» **À FAIRE**:
[A] Dans le texte sur le Myanmar, recopiez le passage qui commence par les mots contenant "Ces actions démontrent" et se termine par "du but recherché.".
[B] Mettez en anglais cette phrase du texte sur le Myanmar : « La junte militaire a durci la répression contre les forces démocratiques du Myanmar. »

» **EXTRAIT DU TEXTE**:
-----

9 mai, 2023À l'approche du débat et du vote des 10 et 11 mai sur une résolution sur le Myanmar, la quatrième depuis le coup d'État militaire de février 2021, IndustriALL Global Union et IndustriALL Europe ont envoyé une lettre au Parlement européen. La junte militaire a durci la répression contre les forces démocratiques du Myanmar. Le Parlement européen doit faire tout ce qui est en son pouvoir pour mettre fin au régime de la junte militaire et rendre la démocratie au peuple du Myanmar.
Après le coup d'État, la quasi-totalité du mouvement syndical a été interdite, de nombreux syndicalistes ont été arrêtés tandis que d'autres entraient dans la clandestinité ou s'exilaient. Pourtant, leurs organisations continuent à fonctionner clandestinement. Des syndicats européens et internationaux entretiennent des contacts étroits et fréquents avec leurs homologues au Myanmar, et nous profitons de l'occasion pour transmettre aux membres du Parlement européen une demande directe du mouvement syndical du Myanmar concernant cette future résolution.
La résolution devrait indiquer que la junte militaire a intensifié la répression des forces démocratiques au Myanmar, par une multiplication des attaques des militaires contre les civils, dont le raid aérien du 11 avril sur Pazigyi qui a fait au moins 165 morts. Le régime a interdit 40 partis politiques dans la perspective du simulacre d'élections illégales dont il veut se servir pour consolider et légitimer sa mainmise sur le pouvoir.
Ces actions démontrent l'absence de toute amorce de démocratie qui impliquerait un revers du régime et que la politique actuelle de l'Union européenne, qui voudrait encourager une réforme démocratique par le jeu des échanges commerciaux, est erronée et va à l'encontre du but recherché.

-----

» **LISTE DES DONNÉES**:
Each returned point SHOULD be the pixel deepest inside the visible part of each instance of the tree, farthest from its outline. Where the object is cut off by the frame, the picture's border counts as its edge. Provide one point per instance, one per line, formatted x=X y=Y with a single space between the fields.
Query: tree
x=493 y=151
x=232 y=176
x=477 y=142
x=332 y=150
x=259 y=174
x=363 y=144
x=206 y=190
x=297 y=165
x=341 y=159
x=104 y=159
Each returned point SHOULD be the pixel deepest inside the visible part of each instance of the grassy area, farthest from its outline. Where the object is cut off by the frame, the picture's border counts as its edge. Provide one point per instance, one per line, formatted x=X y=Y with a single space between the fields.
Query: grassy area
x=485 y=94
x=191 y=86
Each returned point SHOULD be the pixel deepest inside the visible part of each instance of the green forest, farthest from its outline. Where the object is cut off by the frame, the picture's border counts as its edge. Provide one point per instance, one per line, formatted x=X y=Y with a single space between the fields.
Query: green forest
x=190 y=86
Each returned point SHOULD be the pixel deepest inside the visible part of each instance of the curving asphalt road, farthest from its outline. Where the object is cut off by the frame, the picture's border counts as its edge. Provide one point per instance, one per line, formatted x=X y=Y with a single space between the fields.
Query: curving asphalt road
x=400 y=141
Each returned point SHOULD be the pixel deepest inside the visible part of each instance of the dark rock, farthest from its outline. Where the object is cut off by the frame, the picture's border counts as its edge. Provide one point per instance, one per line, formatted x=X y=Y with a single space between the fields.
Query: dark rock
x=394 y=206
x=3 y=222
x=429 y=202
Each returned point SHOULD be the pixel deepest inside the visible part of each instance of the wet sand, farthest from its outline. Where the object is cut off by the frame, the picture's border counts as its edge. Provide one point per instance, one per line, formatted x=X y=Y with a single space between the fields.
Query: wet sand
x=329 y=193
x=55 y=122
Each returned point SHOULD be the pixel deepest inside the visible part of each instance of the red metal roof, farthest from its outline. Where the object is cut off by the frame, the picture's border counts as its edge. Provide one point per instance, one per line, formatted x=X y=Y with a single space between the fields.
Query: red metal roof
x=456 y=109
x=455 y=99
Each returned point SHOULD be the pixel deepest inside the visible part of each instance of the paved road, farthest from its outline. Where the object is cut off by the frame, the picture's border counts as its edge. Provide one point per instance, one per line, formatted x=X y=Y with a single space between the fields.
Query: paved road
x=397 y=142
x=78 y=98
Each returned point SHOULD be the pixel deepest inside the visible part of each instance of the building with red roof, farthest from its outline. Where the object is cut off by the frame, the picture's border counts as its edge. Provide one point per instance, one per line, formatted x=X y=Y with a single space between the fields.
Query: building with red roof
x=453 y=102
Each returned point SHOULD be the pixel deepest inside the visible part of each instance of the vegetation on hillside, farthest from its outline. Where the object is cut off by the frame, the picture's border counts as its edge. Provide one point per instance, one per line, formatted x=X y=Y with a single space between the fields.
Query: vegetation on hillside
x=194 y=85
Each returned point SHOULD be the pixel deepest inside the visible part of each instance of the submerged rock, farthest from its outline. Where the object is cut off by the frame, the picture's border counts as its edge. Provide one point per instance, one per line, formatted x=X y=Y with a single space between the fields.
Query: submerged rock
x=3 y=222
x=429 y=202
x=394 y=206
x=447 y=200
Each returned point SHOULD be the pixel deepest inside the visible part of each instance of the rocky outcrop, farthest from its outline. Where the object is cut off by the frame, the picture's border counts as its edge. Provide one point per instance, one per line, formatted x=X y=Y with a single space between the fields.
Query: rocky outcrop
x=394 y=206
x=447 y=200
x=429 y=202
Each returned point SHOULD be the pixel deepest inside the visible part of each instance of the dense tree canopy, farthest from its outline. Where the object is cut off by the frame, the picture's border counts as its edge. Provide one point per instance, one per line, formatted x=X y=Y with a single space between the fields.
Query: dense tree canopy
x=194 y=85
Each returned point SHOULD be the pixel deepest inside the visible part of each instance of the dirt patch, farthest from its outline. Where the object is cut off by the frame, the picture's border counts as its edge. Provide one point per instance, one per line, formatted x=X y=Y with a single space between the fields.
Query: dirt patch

-----

» **RÉPONSES PAR CONSIGNE**:
[A]
Ces actions démontrent l'absence de toute amorce de démocratie qui impliquerait un revers du régime et que la politique actuelle de l'Union européenne, qui voudrait encourager une réforme démocratique par le jeu des échanges commerciaux, est erronée et va à l'encontre du but recherché.

[B] The military junta has stepped up its crackdown on Myanmar's democratic forces.